• PROVIDED TEXT:
More and more, physicians are balancing professional time with personal time through the use of part-time employment. A survey conducted by Cejka Search and the American Medical Group Association (AMGA) shows a rise in the number of physicians who practice part time. From 2005 to 2007, the percentage of all physicians practicing part time increased from 13 percent (5 percent men and 8 percent women) to 19 percent (7 percent men and 12 percent women) — a jump of 46 percent.
“Twenty years ago, the concept of practicing medicine on a part-time basis was never heard of,” says David Cornett, regional vice president for client services at Cejka Search. The need is not coming from the organizations but from the younger physician population and those nearing retirement,” says Cornett.
Forecasts of a shortage of primary care physicians and the trend toward more part-time practice suggest that it will be increasingly difficult for health plans to ensure access to primary care providers for their members.
Cornett says that physicians want to avoid the administrative burdens of running a traditional independent medical practice and that managed care organizations can play a role by reducing those burdens.
“If managed care organizations can remove obstacles for physicians, they will be more productive — and accessible to health plan members — within the clinical hours they will be working,” says Cornett.
The survey instrument was sent to 300 AMGA member medical groups. Fifteen percent responded.

• ENTRIES SUPPLIED:
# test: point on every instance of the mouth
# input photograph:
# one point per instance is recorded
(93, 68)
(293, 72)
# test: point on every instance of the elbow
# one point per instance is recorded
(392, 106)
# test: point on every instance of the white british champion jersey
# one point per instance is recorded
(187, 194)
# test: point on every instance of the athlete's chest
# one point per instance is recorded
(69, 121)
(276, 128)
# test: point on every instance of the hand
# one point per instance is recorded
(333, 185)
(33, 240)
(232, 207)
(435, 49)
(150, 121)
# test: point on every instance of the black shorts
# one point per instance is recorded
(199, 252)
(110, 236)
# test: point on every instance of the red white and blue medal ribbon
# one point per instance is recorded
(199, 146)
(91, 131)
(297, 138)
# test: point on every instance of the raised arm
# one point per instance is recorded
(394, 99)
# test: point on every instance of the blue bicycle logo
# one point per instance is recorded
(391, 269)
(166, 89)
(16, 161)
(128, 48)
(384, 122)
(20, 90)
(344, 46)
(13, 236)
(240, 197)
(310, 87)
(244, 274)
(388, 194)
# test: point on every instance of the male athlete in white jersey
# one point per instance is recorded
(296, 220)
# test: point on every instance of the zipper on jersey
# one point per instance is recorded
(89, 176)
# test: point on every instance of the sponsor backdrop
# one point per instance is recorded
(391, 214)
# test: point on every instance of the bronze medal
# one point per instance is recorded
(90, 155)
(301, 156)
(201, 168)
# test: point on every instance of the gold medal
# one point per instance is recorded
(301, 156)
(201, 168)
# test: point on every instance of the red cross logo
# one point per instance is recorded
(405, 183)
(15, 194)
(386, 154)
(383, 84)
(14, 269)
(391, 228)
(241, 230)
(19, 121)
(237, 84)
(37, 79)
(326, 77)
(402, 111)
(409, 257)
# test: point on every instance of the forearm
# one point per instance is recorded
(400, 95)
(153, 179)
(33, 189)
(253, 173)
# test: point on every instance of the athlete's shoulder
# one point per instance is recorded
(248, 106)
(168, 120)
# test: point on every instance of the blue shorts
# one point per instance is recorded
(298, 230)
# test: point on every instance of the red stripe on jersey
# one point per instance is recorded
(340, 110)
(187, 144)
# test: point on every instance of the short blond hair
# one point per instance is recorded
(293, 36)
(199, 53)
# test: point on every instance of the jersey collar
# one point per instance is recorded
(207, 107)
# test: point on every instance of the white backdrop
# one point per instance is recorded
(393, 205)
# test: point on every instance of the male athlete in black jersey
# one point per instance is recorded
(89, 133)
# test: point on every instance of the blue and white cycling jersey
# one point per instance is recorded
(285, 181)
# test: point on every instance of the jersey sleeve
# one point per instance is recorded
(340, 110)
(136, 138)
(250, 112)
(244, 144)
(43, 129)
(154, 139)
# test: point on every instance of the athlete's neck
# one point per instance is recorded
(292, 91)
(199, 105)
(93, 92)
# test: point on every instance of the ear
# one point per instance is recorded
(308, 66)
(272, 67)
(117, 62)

• EXERCISE PROMPT:
Reproduce word for word the portion of the article on part-time physicians above that begins with the words containing "Forecasts of a" and ends with "Fifteen percent responded.".

• EXPECTED ANSWER:
Forecasts of a shortage of primary care physicians and the trend toward more part-time practice suggest that it will be increasingly difficult for health plans to ensure access to primary care providers for their members.
Cornett says that physicians want to avoid the administrative burdens of running a traditional independent medical practice and that managed care organizations can play a role by reducing those burdens.
“If managed care organizations can remove obstacles for physicians, they will be more productive — and accessible to health plan members — within the clinical hours they will be working,” says Cornett.
The survey instrument was sent to 300 AMGA member medical groups. Fifteen percent responded.